Start of Raw data

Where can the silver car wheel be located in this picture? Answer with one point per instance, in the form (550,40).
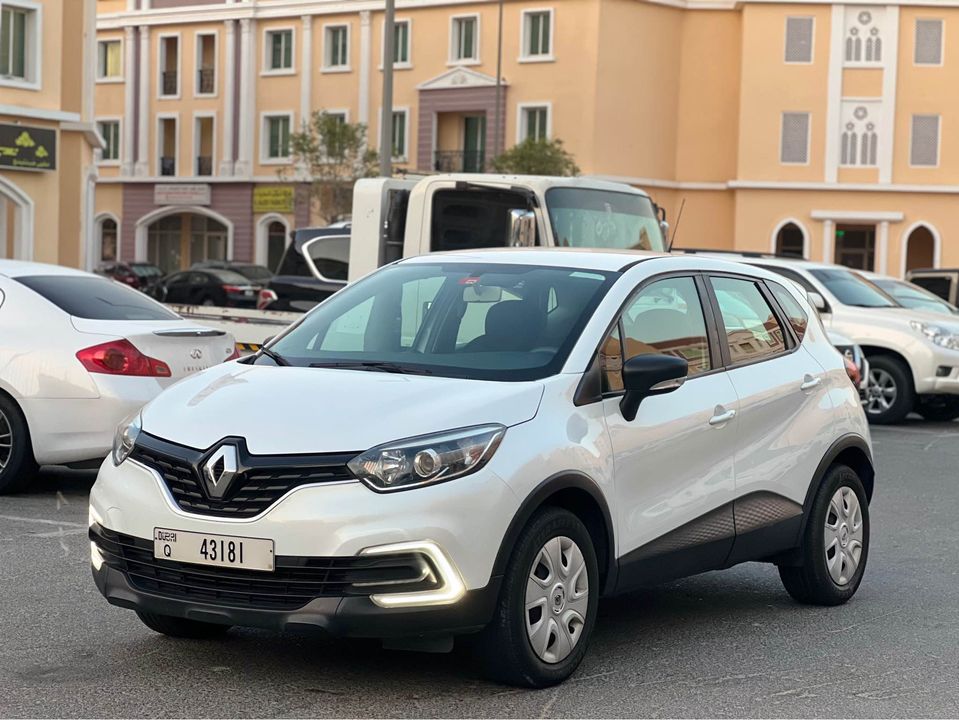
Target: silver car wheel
(881,391)
(557,599)
(843,535)
(6,440)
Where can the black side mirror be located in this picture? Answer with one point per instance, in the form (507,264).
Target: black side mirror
(648,375)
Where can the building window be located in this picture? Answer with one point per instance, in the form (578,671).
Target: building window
(464,40)
(336,47)
(794,139)
(924,149)
(538,34)
(18,43)
(399,135)
(534,123)
(109,60)
(277,136)
(928,42)
(110,132)
(279,50)
(799,39)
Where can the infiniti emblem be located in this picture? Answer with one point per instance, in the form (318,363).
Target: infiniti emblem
(219,471)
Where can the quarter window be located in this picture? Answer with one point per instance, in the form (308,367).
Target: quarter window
(665,317)
(752,330)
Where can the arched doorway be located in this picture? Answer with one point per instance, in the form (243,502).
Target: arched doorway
(920,249)
(790,240)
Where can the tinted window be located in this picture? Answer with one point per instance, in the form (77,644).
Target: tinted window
(331,257)
(752,330)
(665,317)
(95,298)
(794,313)
(853,289)
(481,321)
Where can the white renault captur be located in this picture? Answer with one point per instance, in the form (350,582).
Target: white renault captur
(488,442)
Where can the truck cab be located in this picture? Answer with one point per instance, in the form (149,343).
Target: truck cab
(396,218)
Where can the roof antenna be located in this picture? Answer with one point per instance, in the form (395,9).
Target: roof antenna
(679,216)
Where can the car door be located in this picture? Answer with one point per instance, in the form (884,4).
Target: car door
(784,406)
(674,462)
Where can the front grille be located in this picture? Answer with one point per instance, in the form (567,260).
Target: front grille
(294,582)
(260,484)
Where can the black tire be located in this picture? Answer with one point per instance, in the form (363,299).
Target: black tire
(938,408)
(810,582)
(16,451)
(181,627)
(887,366)
(504,646)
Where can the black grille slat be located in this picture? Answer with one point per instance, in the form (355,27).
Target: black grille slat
(294,582)
(262,483)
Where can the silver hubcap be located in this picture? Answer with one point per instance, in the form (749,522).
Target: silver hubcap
(6,441)
(557,598)
(843,535)
(881,391)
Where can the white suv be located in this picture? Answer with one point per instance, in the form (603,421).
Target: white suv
(913,354)
(489,442)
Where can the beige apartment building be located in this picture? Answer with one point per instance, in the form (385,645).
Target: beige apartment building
(816,129)
(47,133)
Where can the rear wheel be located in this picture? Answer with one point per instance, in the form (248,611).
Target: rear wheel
(181,627)
(889,392)
(17,466)
(547,605)
(835,542)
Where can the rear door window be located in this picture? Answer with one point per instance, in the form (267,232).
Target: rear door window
(96,298)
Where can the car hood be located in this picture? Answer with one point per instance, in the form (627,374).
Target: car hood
(287,410)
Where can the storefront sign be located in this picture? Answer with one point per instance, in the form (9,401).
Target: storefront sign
(27,148)
(273,198)
(186,194)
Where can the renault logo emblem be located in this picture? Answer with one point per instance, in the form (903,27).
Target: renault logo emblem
(219,471)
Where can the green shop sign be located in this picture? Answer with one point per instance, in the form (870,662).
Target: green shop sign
(27,148)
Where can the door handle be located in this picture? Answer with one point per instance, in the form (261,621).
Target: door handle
(723,417)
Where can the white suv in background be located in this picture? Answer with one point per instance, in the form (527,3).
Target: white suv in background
(913,355)
(488,442)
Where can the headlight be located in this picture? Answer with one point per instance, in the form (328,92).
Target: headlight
(124,438)
(428,459)
(939,336)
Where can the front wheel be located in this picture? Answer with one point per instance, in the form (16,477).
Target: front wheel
(547,606)
(835,542)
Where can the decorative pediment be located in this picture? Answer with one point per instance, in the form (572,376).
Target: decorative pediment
(459,77)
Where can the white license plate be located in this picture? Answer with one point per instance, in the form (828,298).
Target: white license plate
(218,550)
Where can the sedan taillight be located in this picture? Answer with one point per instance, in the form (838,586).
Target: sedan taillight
(120,357)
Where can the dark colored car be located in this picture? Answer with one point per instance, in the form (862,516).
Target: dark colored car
(140,276)
(314,266)
(217,288)
(257,274)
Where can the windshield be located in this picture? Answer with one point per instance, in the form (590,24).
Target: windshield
(478,321)
(853,289)
(600,218)
(914,297)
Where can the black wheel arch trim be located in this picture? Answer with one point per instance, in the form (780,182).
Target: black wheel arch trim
(556,483)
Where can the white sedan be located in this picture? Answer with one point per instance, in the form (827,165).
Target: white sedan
(78,354)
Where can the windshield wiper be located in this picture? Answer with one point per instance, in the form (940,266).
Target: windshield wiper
(374,365)
(275,356)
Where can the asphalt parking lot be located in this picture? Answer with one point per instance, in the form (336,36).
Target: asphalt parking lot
(720,644)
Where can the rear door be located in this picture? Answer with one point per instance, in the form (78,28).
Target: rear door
(674,461)
(783,406)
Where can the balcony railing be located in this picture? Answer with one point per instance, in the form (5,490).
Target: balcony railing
(459,161)
(204,165)
(171,82)
(206,80)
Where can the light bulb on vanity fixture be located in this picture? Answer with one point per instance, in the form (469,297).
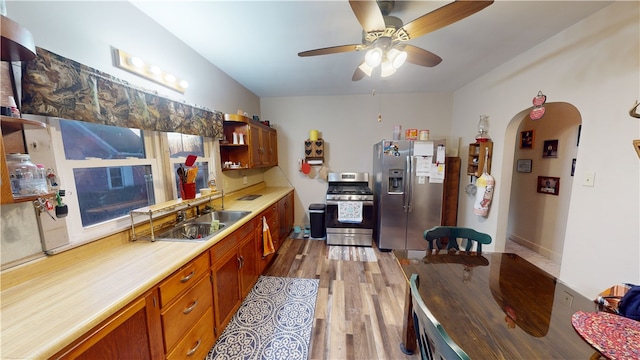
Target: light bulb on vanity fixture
(139,67)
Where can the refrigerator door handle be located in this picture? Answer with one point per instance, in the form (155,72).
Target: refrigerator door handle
(408,185)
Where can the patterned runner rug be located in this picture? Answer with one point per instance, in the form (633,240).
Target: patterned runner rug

End of Raw data

* The problem *
Set down the records in full and exactly. Do not carry over any image.

* Response to the exercise *
Where can the silver car wheel be located in this picture? Answer with one point per instance, in the form (550,40).
Target: silver car wheel
(881,391)
(557,599)
(843,535)
(6,440)
Where can the black side mirror be located in this picture? Answer with one point per instance, in the form (507,264).
Target: black side mirror
(648,375)
Where can the building window be located in this picture? Answer with one point per instance, in the form (578,671).
Target: building window
(464,40)
(336,47)
(794,139)
(924,149)
(538,34)
(18,43)
(399,135)
(534,123)
(109,60)
(277,136)
(928,42)
(110,132)
(279,50)
(799,39)
Where can the infiniti emblem be located in this picture? Answer with one point per instance, in the form (318,363).
Target: infiniti emblem
(219,471)
Where can the quarter window be located in this picture? Answer with one point per instance, in the form (308,367).
Target: quarter window
(665,317)
(752,330)
Where can the arched doorway be located in this picture? Answer with one point per instance, in the form (243,502).
Target: arched doorway
(920,249)
(790,240)
Where can the tinted window be located in this picture? Answer with one point per instance, in the form (77,644).
Target: tinted window
(331,257)
(752,330)
(665,317)
(95,298)
(794,313)
(853,289)
(481,321)
Where can the white renault captur be located in this picture? Answer with one point per instance, in the form (350,582).
Target: white renault captur
(488,442)
Where can the truck cab be located in this picture? Answer with one point per instance, in the form (149,343).
Target: truck cab
(396,218)
Where can the roof antenna be located in this picture? Answer with one point per instance, in the form (395,9).
Target: roof antenna
(679,216)
Where can the car door be located in this picture? Answer with one point per instance, in the form (884,4).
Target: car door
(784,406)
(674,462)
Where can the front grille be located in this picture? Answer with one point per instance, in the form (567,260).
Target: front grille
(294,582)
(260,484)
Where can the black tire be located in this picture? Answer with one point per instance, in the form (363,299).
Target: black tire
(938,408)
(810,582)
(16,451)
(181,627)
(887,366)
(504,646)
Where can the black grille slat be located in this picture? Answer with one point per instance, in the form (355,27).
Target: black grille slat
(294,582)
(262,483)
Where can the silver hubcap be located in this picture? Answer with one point per instance, in the form (749,522).
Target: silver hubcap
(6,441)
(557,598)
(843,535)
(881,391)
Where can the white suv be located in this picture? Answer with one point per instance, in the form (603,421).
Target: white suv
(913,354)
(489,442)
Where can the beige apartment building be located in this picture? Answer with one point per instance, in the form (385,645).
Target: beige apartment building
(816,129)
(47,133)
Where can the rear wheel be located in this picture? Answer with one point per instance, in the form (248,611).
Target: rear wheel
(181,627)
(889,392)
(17,466)
(547,605)
(835,542)
Where can the rear door window be located in this picture? Answer with one point per instance, in the form (267,232).
Target: rear door window
(96,298)
Where can the car hood be located in this picture? Answer with one point per instance, in the form (627,374).
Target: car hood
(287,410)
Where can the storefront sign be located in this picture? Answer with one point per instance, in the form (9,401).
Target: storefront sign
(27,148)
(273,198)
(186,194)
Where can the renault logo emblem be located in this picture? Answer with one point per instance, in the form (903,27).
Target: renault logo emblem
(219,471)
Where can the green shop sign be located in this picture? Answer with one point per instance, in the form (870,662).
Target: green shop sign
(27,148)
Where can the door handle be located in this picture? Answer with one point per instance, in the form (261,621).
Target: door handle
(723,417)
Where can the white suv in background be located in this picture? Answer with one point per instance, in the form (527,3).
Target: white suv in background
(913,355)
(488,442)
Where can the headlight be located in this picture? Answer with one point per instance, in the form (328,92).
Target: headlight
(124,438)
(428,459)
(939,336)
Where can the front wheel be located in this picture? Answer with one point per instance, in the form (16,477).
Target: front wheel
(547,606)
(835,542)
Where can the decorative pediment be located in this picture? Answer with one point per instance, in the form (572,376).
Target: decorative pediment
(459,77)
Where can the white license plate be located in this picture? Answer with one point per instance, in the form (828,298).
Target: white license plate
(218,550)
Where can the sedan taillight be located in this picture? Answer with one point per instance, in the form (838,586).
Target: sedan taillight
(120,357)
Where can the dark colored car be located in this picture? Answer with one point per instance, in the form (862,516).
Target: dark colored car
(140,276)
(314,266)
(217,288)
(257,274)
Where can the windshield be located in this picture? Answer with one point per instance, in the form (590,24).
Target: windshield
(478,321)
(853,289)
(600,218)
(914,297)
Where can the black wheel arch trim be located in this picture? Answer with one point per instance, in the form (780,182).
Target: black wheel arch trim
(556,483)
Where can the white sedan be located in this picture? Answer with one point per instance, in the form (827,165).
Target: white sedan
(78,354)
Where can the windshield wiper be located in this picture? Answer with one point per instance, in the form (940,266).
Target: windshield wiper
(374,365)
(275,356)
Where can the asphalt parking lot be located in this picture? Answer with one point per instance, in the form (336,36).
Target: asphalt parking lot
(720,644)
Where can the rear door be located in this picture? Answer with one point per instance, in the form (78,28).
Target: rear door
(674,461)
(783,406)
Where can the balcony railing be located in this picture? Answer with one point per instance, in the form (5,490).
Target: balcony railing
(459,161)
(204,165)
(171,82)
(206,80)
Where can the light bulb on vanity fixture be located in this picture? Answer with one point per instance, in the form (469,297).
Target: light bulb on vanity fixture
(139,67)
Where can the refrigerator door handle be located in this picture? Answer with one point per instance, in the form (155,72).
Target: refrigerator door handle
(408,185)
Where can the patterned runner rug be located in this picture? Answer with one point per instance, in the form (633,240).
Target: patterned runner rug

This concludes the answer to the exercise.